[Point localization data]
────────

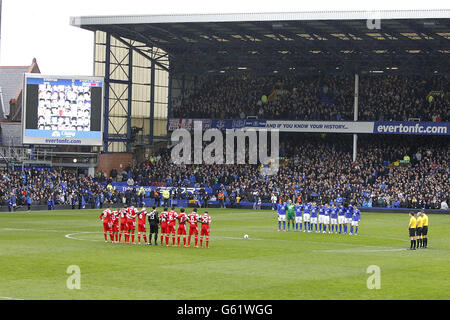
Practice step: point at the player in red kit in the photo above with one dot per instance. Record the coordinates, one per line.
(163, 221)
(171, 222)
(115, 226)
(142, 215)
(182, 219)
(123, 222)
(193, 218)
(205, 220)
(106, 217)
(131, 222)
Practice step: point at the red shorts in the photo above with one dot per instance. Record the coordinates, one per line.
(123, 225)
(193, 230)
(131, 224)
(181, 229)
(115, 227)
(141, 227)
(205, 230)
(106, 226)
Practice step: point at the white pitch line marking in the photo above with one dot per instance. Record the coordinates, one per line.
(9, 298)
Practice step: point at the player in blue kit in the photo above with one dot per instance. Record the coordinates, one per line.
(326, 218)
(314, 212)
(281, 210)
(341, 217)
(355, 220)
(298, 216)
(307, 217)
(321, 217)
(334, 220)
(348, 218)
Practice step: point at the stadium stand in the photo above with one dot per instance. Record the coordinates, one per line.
(382, 97)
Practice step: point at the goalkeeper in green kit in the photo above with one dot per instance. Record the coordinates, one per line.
(290, 214)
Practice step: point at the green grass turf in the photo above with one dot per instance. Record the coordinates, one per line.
(35, 254)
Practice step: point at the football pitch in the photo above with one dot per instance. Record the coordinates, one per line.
(37, 249)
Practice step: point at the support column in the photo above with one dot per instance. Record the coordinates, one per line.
(355, 116)
(106, 90)
(130, 97)
(152, 103)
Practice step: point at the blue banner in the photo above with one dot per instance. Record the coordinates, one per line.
(422, 128)
(377, 127)
(122, 187)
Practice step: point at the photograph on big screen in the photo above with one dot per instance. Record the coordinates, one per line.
(62, 110)
(63, 107)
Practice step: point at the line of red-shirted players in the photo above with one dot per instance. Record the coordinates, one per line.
(167, 221)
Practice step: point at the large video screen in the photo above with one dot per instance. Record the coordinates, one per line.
(62, 110)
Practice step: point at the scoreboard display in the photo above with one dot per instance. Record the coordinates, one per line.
(60, 110)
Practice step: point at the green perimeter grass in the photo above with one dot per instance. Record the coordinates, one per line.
(35, 254)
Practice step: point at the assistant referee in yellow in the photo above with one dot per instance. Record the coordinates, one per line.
(424, 229)
(412, 230)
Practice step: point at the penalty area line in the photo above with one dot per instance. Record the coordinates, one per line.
(10, 298)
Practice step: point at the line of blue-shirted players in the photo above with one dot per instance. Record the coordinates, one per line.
(317, 217)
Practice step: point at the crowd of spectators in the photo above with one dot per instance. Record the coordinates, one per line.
(312, 167)
(46, 186)
(331, 97)
(319, 168)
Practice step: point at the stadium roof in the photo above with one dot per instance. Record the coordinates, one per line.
(301, 42)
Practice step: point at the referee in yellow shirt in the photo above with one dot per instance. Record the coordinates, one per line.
(424, 229)
(419, 227)
(412, 230)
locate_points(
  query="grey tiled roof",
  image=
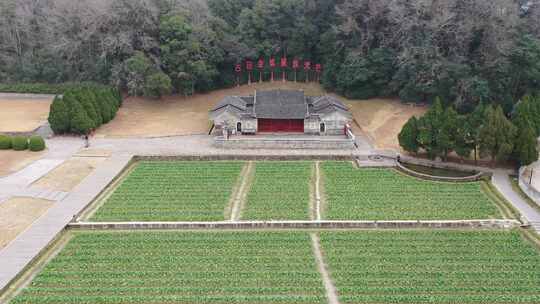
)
(280, 104)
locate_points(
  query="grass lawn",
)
(384, 194)
(180, 267)
(432, 267)
(280, 191)
(172, 191)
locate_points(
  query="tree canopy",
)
(465, 52)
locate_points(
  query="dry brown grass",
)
(69, 174)
(18, 213)
(379, 119)
(178, 115)
(382, 119)
(23, 115)
(13, 161)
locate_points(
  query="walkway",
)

────────

**WHAT YOU ARE ASKED TO DO**
Filter the entries and copy out every line with the word "query".

**OUTPUT OF THE TASK**
  query="grey tiled roof",
  query="grass lawn",
  query="tree canopy",
  query="dry brown grass",
  query="walkway",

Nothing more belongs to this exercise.